» **CONSIGNE**
Indiquez si chaque affirmation concorde avec l'article sur le projet Pabea Cobalt. Pour chacune, répondez par oui ou par non et citez mot pour mot le passage qui tranche. (a) La campagne de retrait des enfants des sites miniers artisanaux a été lancée en janvier 2022. (b) Le Haut-Katanga a lancé l'identification des bénéficiaires avant la province du Lualaba. (c) Le projet prévoit de réinsérer environ 14 850 enfants.

RDC : le projet PABEA-Cobalt, un éléphant blanc

RDC : le projet PABEA-Cobalt, un éléphant blanc

Une campagne de retrait des enfants dans les sites miniers artisanaux a été lancée au mois de Janvier 2022. Cette opération d’appui au bien-être des enfants utilisés dans la chaine d’approvisionnement du cobalt est lancée dans les provinces du Lualaba et du Haut-Katanga et appuyée par la Banque africaine de développement.  

Après la province du Lualaba, le Haut-Katanga a aussi lancé jeudi 27 janvier l’identification des bénéficiaires directs du projet Pabea Cobalt. A cette occasion, le gouverneur du Haut-Katanga s’est engagé à lutter contre la présence des enfants dans les sites miniers et leurs environs.

La coordonnatrice de projet Pabea Cobalt, Alice Mirimo Kabetsi, en a profité pour appeler à une grande mobilisation pour une identification massive des jeunes qui travaillent dans les sites miniers de cobalt :

« Nous encourageons tous les enfants qui sont dans les sites miniers artisanaux de cobalt à venir se faire enregistrer. Nous encourageons tous les parents, qui ont les enfants qui fréquentent ces sites, à venir faire enregistrer les enfants ».

Selon elle, ce projet vise « zéro enfant » dans les sites miniers artisanaux de cobalt ; parce que la place de ces enfants est en famille et à l’école.

Le projet prévoit de réinsérer environ 14.850 enfants filles et garçons, d’assurer la reconversion économique d’au moins 6250 ménages et aussi la reconversion des jeunes qui travaillent dans les sites miniers vers l’agrobusiness. « Nous pensons créer plusieurs emplois directs et indirects et aussi assurer la structuration de plus ou moins 1250 coopératives agricoles et coopératives minières des jeunes », a détaillé Alice Mirimo.

Il s’agit, d’après elle, d’un projet d’investissement qui va offrir à la province du Haut-Katanga plusieurs opportunités d’affaires et va renforcer les revenus des parents et va offrir aussi une éducation de qualité à nos enfants pour que nos enfants ne fréquentent plus jamais les sites miniers « .

Le projet Pabea Cobalt est un projet du gouvernement congolais, qui bénéficie de l’appui financier du groupe de la Banque africaine de développement (BAD).

Un projet presque fantôme

Retiré les enfants dans les sites miniers en RDC est un exercice délicat dans un secteur marqué par l’opacité et la porosité entre les mines industrielles et les mines artisanales. Certaines compagnies achètent du cobalt aux creuseurs et mélangent leur production avec celle des enfants. Cette main d’œuvre infantile ferait vivre au Congo des centaines des creuseurs et leurs familles.

» **DONNÉES FOURNIES**

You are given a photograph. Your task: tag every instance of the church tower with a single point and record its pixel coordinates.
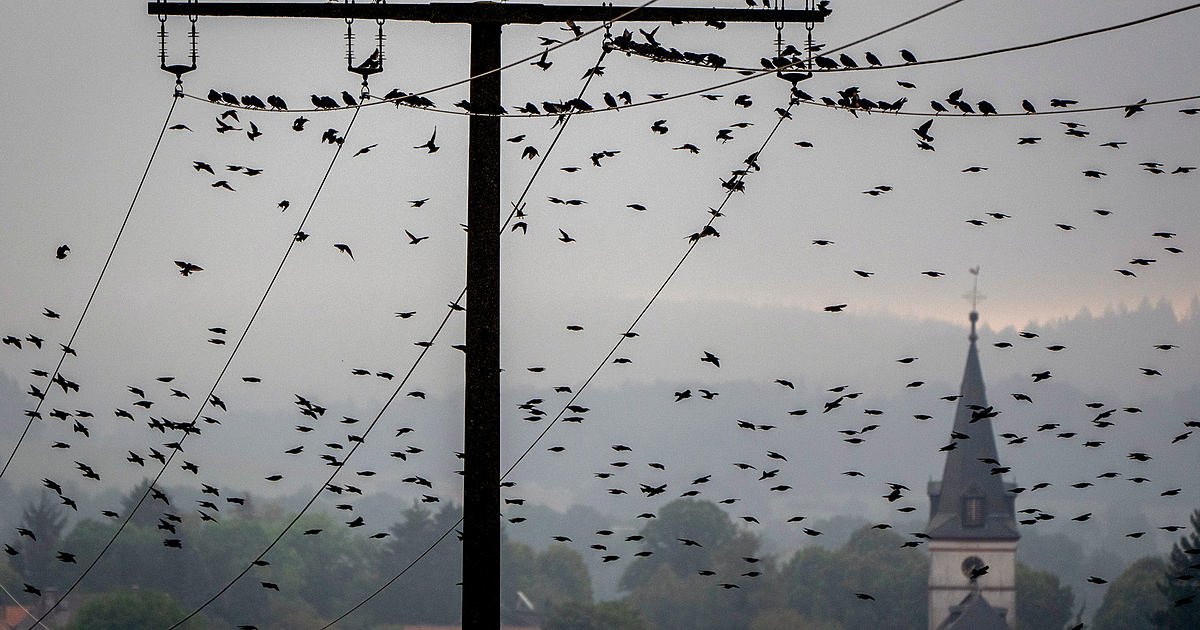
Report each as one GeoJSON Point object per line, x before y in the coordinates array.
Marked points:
{"type": "Point", "coordinates": [972, 519]}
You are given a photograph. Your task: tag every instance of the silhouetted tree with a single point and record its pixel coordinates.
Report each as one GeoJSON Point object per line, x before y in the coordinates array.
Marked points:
{"type": "Point", "coordinates": [695, 520]}
{"type": "Point", "coordinates": [1042, 603]}
{"type": "Point", "coordinates": [1182, 592]}
{"type": "Point", "coordinates": [35, 561]}
{"type": "Point", "coordinates": [1133, 598]}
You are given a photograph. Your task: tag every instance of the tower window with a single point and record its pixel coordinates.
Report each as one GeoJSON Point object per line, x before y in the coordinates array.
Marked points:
{"type": "Point", "coordinates": [973, 511]}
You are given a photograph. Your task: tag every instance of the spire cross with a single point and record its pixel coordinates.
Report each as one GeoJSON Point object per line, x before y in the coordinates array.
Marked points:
{"type": "Point", "coordinates": [975, 300]}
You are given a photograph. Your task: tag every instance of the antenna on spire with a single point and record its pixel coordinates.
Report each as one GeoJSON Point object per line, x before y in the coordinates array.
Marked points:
{"type": "Point", "coordinates": [975, 301]}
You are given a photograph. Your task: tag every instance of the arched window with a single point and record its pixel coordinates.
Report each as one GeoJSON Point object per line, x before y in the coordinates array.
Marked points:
{"type": "Point", "coordinates": [975, 510]}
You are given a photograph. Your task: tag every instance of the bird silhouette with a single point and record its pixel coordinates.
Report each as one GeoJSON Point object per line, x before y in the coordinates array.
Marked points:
{"type": "Point", "coordinates": [429, 145]}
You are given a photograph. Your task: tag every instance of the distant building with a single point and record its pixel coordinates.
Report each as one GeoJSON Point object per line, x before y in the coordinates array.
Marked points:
{"type": "Point", "coordinates": [25, 617]}
{"type": "Point", "coordinates": [972, 520]}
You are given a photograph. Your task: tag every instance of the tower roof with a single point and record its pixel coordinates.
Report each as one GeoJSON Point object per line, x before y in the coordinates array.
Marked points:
{"type": "Point", "coordinates": [975, 613]}
{"type": "Point", "coordinates": [971, 502]}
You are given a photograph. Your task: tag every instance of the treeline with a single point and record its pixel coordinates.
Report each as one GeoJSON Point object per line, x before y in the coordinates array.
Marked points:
{"type": "Point", "coordinates": [690, 568]}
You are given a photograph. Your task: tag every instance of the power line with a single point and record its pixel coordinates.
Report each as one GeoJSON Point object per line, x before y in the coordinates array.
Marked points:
{"type": "Point", "coordinates": [96, 287]}
{"type": "Point", "coordinates": [390, 400]}
{"type": "Point", "coordinates": [220, 376]}
{"type": "Point", "coordinates": [605, 360]}
{"type": "Point", "coordinates": [940, 60]}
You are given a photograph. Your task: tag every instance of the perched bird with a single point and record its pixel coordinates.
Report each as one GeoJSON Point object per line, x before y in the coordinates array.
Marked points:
{"type": "Point", "coordinates": [429, 145]}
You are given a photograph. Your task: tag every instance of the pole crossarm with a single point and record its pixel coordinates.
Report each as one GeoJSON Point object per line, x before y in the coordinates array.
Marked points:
{"type": "Point", "coordinates": [481, 12]}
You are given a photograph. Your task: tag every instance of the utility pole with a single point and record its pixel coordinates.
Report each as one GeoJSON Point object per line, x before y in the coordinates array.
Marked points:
{"type": "Point", "coordinates": [481, 493]}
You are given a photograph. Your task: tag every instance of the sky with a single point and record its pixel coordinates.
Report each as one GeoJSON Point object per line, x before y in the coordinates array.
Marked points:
{"type": "Point", "coordinates": [87, 103]}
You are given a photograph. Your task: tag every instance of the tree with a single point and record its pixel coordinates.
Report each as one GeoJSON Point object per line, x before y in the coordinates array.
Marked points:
{"type": "Point", "coordinates": [144, 516]}
{"type": "Point", "coordinates": [682, 520]}
{"type": "Point", "coordinates": [429, 593]}
{"type": "Point", "coordinates": [790, 619]}
{"type": "Point", "coordinates": [1133, 598]}
{"type": "Point", "coordinates": [35, 559]}
{"type": "Point", "coordinates": [132, 610]}
{"type": "Point", "coordinates": [562, 576]}
{"type": "Point", "coordinates": [822, 585]}
{"type": "Point", "coordinates": [586, 616]}
{"type": "Point", "coordinates": [1182, 592]}
{"type": "Point", "coordinates": [1042, 603]}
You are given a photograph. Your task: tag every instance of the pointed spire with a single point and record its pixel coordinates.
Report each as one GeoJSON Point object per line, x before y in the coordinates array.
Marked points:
{"type": "Point", "coordinates": [972, 501]}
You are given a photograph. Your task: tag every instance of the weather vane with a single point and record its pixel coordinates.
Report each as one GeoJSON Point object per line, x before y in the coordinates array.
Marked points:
{"type": "Point", "coordinates": [975, 288]}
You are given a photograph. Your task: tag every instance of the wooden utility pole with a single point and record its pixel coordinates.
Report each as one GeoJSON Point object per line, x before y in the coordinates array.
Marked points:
{"type": "Point", "coordinates": [481, 492]}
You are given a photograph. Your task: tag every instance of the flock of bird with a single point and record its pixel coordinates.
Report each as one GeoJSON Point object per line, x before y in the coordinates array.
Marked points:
{"type": "Point", "coordinates": [771, 469]}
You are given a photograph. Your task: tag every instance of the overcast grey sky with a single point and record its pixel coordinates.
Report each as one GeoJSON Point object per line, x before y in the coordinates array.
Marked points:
{"type": "Point", "coordinates": [85, 101]}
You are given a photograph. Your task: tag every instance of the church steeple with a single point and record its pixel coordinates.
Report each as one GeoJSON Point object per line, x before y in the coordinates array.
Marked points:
{"type": "Point", "coordinates": [971, 502]}
{"type": "Point", "coordinates": [972, 515]}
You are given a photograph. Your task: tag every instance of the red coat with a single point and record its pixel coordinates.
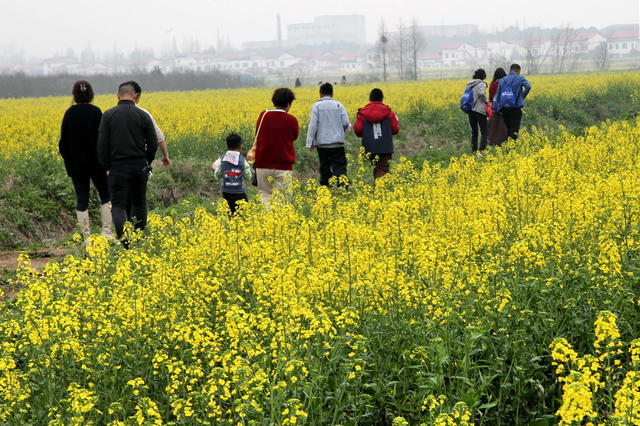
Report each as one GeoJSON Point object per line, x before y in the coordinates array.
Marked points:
{"type": "Point", "coordinates": [493, 88]}
{"type": "Point", "coordinates": [275, 149]}
{"type": "Point", "coordinates": [375, 112]}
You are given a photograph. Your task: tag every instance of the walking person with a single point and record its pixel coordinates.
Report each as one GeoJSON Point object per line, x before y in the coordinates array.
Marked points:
{"type": "Point", "coordinates": [78, 148]}
{"type": "Point", "coordinates": [273, 152]}
{"type": "Point", "coordinates": [376, 124]}
{"type": "Point", "coordinates": [497, 127]}
{"type": "Point", "coordinates": [127, 145]}
{"type": "Point", "coordinates": [233, 169]}
{"type": "Point", "coordinates": [162, 144]}
{"type": "Point", "coordinates": [327, 126]}
{"type": "Point", "coordinates": [509, 100]}
{"type": "Point", "coordinates": [478, 112]}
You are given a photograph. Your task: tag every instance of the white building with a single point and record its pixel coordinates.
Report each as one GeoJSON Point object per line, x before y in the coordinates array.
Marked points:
{"type": "Point", "coordinates": [622, 43]}
{"type": "Point", "coordinates": [328, 29]}
{"type": "Point", "coordinates": [458, 54]}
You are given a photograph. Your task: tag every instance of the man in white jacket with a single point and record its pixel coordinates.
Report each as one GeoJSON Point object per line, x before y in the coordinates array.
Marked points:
{"type": "Point", "coordinates": [327, 126]}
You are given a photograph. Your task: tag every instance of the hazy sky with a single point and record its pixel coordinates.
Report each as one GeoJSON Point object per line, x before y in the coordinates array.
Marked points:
{"type": "Point", "coordinates": [45, 27]}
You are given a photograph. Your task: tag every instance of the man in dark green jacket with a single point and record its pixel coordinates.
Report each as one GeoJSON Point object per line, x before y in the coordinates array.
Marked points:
{"type": "Point", "coordinates": [127, 144]}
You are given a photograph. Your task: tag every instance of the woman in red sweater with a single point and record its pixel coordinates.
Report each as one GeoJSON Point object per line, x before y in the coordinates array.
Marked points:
{"type": "Point", "coordinates": [276, 130]}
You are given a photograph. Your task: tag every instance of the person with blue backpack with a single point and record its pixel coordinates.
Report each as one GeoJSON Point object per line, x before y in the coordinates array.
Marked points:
{"type": "Point", "coordinates": [233, 169]}
{"type": "Point", "coordinates": [474, 103]}
{"type": "Point", "coordinates": [509, 100]}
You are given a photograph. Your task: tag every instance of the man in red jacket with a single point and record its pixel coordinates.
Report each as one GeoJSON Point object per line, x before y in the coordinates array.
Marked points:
{"type": "Point", "coordinates": [276, 130]}
{"type": "Point", "coordinates": [376, 124]}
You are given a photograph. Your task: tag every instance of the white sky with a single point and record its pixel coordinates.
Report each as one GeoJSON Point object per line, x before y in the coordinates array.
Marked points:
{"type": "Point", "coordinates": [45, 27]}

» **CORRIGÉ**
(a) Oui : « Une campagne de retrait des enfants dans les sites miniers artisanaux a été lancée au mois de Janvier 2022. »
(b) Non : « Après la province du Lualaba, le Haut-Katanga a aussi lancé jeudi 27 janvier l’identification des bénéficiaires directs du projet Pabea Cobalt. »
(c) Oui : « Le projet prévoit de réinsérer environ 14.850 enfants filles et garçons »